-- Start of RECORDS FOR THIS EXERCISE --

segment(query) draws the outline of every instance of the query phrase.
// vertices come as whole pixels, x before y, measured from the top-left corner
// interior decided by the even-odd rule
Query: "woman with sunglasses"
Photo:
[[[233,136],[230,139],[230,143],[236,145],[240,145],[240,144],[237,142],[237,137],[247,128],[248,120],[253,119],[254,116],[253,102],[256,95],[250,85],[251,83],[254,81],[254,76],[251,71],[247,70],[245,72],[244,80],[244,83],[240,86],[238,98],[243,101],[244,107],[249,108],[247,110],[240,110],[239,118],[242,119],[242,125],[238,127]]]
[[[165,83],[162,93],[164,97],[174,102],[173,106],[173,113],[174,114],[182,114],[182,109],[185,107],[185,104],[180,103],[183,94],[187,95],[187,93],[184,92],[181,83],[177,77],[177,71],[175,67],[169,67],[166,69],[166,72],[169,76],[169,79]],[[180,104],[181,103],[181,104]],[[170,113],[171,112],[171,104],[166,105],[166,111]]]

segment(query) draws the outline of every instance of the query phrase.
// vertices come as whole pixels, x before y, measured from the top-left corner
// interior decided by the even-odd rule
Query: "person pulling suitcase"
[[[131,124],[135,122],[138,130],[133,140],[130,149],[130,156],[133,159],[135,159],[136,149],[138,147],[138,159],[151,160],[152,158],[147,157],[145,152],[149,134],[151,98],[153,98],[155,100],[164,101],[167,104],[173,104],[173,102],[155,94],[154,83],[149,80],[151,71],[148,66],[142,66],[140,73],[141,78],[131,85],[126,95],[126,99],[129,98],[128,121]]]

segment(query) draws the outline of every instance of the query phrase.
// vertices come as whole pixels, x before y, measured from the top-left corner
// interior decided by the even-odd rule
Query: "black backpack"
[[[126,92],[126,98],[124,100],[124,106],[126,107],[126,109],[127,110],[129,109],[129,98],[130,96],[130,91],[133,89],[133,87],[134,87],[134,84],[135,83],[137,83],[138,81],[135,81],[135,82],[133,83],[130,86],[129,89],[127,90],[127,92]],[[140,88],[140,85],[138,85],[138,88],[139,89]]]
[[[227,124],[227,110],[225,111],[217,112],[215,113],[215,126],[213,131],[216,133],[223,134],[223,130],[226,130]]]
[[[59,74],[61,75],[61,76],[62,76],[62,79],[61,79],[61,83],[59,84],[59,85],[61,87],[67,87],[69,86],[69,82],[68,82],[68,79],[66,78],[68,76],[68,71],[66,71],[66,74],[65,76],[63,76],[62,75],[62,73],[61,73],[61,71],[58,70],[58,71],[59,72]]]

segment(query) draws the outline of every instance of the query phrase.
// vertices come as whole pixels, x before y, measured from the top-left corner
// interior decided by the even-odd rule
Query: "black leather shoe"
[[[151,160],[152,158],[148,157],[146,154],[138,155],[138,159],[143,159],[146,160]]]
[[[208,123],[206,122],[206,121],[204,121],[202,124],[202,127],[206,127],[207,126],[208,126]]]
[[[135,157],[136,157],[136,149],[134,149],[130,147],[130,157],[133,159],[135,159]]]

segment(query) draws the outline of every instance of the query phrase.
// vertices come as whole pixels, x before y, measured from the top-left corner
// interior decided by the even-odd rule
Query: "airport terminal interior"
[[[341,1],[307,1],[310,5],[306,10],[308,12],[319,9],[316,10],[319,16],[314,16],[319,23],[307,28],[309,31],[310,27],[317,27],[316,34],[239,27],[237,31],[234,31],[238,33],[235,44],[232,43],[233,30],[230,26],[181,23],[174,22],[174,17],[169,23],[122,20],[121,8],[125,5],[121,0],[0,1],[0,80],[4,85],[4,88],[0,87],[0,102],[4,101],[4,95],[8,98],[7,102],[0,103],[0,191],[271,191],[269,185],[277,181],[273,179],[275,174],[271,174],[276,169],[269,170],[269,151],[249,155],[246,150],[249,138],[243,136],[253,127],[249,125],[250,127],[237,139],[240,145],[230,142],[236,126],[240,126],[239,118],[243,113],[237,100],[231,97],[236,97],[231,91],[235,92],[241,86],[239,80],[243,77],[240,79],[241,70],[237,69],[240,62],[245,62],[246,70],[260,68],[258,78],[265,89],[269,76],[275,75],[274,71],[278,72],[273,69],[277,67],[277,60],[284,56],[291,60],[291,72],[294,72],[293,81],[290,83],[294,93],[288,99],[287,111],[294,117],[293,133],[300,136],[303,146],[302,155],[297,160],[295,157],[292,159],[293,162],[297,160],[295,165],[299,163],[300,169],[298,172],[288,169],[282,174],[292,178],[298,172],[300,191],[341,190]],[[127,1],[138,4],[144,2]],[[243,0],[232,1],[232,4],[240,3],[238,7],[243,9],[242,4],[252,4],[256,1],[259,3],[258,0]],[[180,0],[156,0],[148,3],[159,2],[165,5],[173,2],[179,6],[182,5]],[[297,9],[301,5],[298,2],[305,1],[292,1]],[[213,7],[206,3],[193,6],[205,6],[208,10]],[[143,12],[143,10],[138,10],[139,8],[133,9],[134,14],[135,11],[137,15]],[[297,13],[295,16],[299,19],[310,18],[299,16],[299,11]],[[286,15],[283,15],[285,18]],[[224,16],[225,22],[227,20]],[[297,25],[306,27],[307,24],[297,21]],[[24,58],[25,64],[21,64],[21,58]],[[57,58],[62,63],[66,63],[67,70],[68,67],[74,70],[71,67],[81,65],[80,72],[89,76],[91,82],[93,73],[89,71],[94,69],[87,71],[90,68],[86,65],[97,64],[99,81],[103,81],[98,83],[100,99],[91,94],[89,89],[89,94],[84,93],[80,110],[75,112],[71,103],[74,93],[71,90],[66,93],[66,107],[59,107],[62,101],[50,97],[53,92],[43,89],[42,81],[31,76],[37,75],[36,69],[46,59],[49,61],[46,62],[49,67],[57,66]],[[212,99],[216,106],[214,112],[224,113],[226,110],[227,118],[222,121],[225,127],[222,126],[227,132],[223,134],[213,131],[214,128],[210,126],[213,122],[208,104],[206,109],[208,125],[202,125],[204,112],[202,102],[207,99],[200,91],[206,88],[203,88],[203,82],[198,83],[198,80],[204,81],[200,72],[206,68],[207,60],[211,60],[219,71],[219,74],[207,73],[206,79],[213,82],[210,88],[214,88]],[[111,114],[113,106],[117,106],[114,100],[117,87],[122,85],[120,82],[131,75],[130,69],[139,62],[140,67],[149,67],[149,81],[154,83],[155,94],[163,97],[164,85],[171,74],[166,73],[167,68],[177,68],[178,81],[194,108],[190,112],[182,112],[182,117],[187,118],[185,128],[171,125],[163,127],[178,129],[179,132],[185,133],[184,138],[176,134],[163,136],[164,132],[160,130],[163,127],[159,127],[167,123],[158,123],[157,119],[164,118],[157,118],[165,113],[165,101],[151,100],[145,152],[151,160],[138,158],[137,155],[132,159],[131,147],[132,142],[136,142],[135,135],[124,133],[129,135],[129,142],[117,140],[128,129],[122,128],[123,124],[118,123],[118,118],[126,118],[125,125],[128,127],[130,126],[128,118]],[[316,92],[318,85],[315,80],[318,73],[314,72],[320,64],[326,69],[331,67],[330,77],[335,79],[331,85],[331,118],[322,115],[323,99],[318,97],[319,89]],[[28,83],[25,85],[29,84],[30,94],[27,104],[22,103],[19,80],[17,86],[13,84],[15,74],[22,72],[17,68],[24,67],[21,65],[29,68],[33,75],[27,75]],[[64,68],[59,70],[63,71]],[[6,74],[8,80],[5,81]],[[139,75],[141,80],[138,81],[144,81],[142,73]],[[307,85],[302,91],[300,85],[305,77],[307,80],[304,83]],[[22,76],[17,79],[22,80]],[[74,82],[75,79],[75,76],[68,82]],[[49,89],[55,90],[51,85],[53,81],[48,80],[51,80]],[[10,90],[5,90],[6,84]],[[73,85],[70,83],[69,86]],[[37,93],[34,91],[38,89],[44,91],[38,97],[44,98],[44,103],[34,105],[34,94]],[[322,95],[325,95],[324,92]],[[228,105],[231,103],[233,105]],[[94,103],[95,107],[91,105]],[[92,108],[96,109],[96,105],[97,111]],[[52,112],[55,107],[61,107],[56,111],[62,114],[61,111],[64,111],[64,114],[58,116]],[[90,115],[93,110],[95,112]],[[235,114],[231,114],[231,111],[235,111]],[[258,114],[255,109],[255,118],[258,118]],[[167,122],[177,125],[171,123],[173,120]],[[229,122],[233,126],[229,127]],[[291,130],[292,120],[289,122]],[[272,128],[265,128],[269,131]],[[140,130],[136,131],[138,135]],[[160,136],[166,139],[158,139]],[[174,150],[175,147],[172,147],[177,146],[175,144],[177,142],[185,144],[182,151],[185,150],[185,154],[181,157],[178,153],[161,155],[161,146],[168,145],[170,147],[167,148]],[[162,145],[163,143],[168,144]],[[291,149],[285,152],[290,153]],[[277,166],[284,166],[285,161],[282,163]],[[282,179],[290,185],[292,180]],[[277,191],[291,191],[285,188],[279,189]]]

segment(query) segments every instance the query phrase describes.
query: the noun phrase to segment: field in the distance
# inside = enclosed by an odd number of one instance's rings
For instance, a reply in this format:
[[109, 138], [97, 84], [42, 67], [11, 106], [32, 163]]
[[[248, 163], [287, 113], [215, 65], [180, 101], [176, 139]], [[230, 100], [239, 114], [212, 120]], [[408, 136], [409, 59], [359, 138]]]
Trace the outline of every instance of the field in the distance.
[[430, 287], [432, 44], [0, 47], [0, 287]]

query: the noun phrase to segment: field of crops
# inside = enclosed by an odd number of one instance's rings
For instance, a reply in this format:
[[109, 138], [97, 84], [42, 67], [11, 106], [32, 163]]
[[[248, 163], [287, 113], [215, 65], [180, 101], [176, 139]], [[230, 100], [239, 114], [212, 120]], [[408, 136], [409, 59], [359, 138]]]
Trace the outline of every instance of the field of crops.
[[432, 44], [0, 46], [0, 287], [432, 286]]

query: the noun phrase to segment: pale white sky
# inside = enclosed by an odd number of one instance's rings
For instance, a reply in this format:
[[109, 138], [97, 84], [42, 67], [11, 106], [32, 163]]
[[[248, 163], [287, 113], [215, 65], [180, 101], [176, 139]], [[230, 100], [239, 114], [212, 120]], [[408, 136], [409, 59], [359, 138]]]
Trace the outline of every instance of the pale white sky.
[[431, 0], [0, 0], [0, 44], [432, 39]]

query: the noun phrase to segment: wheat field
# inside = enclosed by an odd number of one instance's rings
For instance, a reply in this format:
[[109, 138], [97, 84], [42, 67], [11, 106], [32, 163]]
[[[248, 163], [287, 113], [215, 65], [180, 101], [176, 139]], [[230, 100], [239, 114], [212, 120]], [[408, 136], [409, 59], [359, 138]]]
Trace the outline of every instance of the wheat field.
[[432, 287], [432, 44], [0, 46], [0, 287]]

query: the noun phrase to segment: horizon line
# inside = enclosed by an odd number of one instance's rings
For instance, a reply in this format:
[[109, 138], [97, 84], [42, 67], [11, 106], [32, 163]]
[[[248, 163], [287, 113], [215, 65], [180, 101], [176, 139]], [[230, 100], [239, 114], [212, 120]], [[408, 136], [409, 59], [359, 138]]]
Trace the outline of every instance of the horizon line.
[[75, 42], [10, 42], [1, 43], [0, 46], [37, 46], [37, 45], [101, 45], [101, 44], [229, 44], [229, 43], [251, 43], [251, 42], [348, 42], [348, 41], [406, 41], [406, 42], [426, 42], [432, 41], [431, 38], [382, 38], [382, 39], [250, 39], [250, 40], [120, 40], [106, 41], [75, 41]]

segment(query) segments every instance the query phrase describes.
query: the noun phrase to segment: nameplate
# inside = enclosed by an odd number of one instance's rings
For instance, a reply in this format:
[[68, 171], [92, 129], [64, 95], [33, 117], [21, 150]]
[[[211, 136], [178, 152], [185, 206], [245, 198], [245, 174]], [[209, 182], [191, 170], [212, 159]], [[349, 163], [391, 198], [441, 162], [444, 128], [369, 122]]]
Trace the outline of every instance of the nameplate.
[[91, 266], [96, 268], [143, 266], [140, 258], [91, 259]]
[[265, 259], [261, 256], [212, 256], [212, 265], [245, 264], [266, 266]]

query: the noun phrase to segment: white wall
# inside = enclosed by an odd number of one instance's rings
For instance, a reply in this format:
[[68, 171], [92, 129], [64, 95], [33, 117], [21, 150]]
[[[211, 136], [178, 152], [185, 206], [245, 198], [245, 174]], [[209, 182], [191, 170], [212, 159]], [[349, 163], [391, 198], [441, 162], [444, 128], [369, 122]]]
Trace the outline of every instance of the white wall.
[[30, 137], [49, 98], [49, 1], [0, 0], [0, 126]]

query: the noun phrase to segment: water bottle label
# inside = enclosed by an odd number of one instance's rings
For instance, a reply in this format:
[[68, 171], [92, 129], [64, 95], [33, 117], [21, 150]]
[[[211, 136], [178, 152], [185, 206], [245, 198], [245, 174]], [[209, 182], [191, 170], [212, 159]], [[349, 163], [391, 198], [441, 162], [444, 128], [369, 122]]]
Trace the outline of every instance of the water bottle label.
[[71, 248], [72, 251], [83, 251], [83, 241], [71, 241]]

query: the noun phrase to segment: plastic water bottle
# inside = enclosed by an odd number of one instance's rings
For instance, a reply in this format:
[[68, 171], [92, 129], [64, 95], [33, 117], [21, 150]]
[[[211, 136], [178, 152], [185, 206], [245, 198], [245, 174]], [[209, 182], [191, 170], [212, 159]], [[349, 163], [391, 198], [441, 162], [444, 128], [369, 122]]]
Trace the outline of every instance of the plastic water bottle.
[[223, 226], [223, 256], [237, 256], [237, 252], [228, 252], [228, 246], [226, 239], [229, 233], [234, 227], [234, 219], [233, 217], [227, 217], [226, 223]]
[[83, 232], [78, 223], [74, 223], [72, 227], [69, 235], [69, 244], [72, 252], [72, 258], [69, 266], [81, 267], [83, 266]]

-- End of RECORDS FOR THIS EXERCISE --

- GIVEN PROBLEM: Starting with the line that contains "query: the noun phrase to segment: water" and going on through the end of the records, write out every line again. Leave each line unchanged except that every coordinate in the answer outlines is increased by 149.

- THE RESPONSE:
query: the noun phrase to segment: water bottle label
# inside = enclosed by an odd number of one instance's rings
For instance, a reply in this format:
[[68, 171], [92, 129], [64, 95], [33, 117], [21, 150]]
[[[211, 136], [178, 152], [185, 206], [245, 198], [245, 174]], [[209, 182], [191, 170], [212, 159]], [[349, 163], [391, 198], [441, 162], [444, 128], [369, 122]]]
Trace the outline of every instance of the water bottle label.
[[220, 397], [221, 400], [232, 400], [232, 390], [220, 390]]

query: the noun phrase to segment: plastic water bottle
# inside = enclosed by an odd number of one instance's rings
For instance, a reply in this format:
[[68, 171], [92, 129], [64, 95], [33, 117], [21, 150]]
[[[211, 136], [178, 152], [185, 206], [245, 198], [245, 174]], [[209, 182], [191, 170], [212, 159]], [[349, 163], [391, 198], [441, 162], [444, 128], [369, 122]]]
Trace the outline of every instance of the plastic water bottle.
[[372, 375], [372, 405], [386, 405], [386, 401], [377, 401], [377, 395], [375, 388], [378, 382], [383, 376], [383, 368], [382, 366], [376, 366], [375, 372]]
[[232, 381], [227, 372], [223, 372], [221, 376], [218, 384], [218, 393], [221, 401], [221, 407], [218, 415], [230, 416], [232, 415]]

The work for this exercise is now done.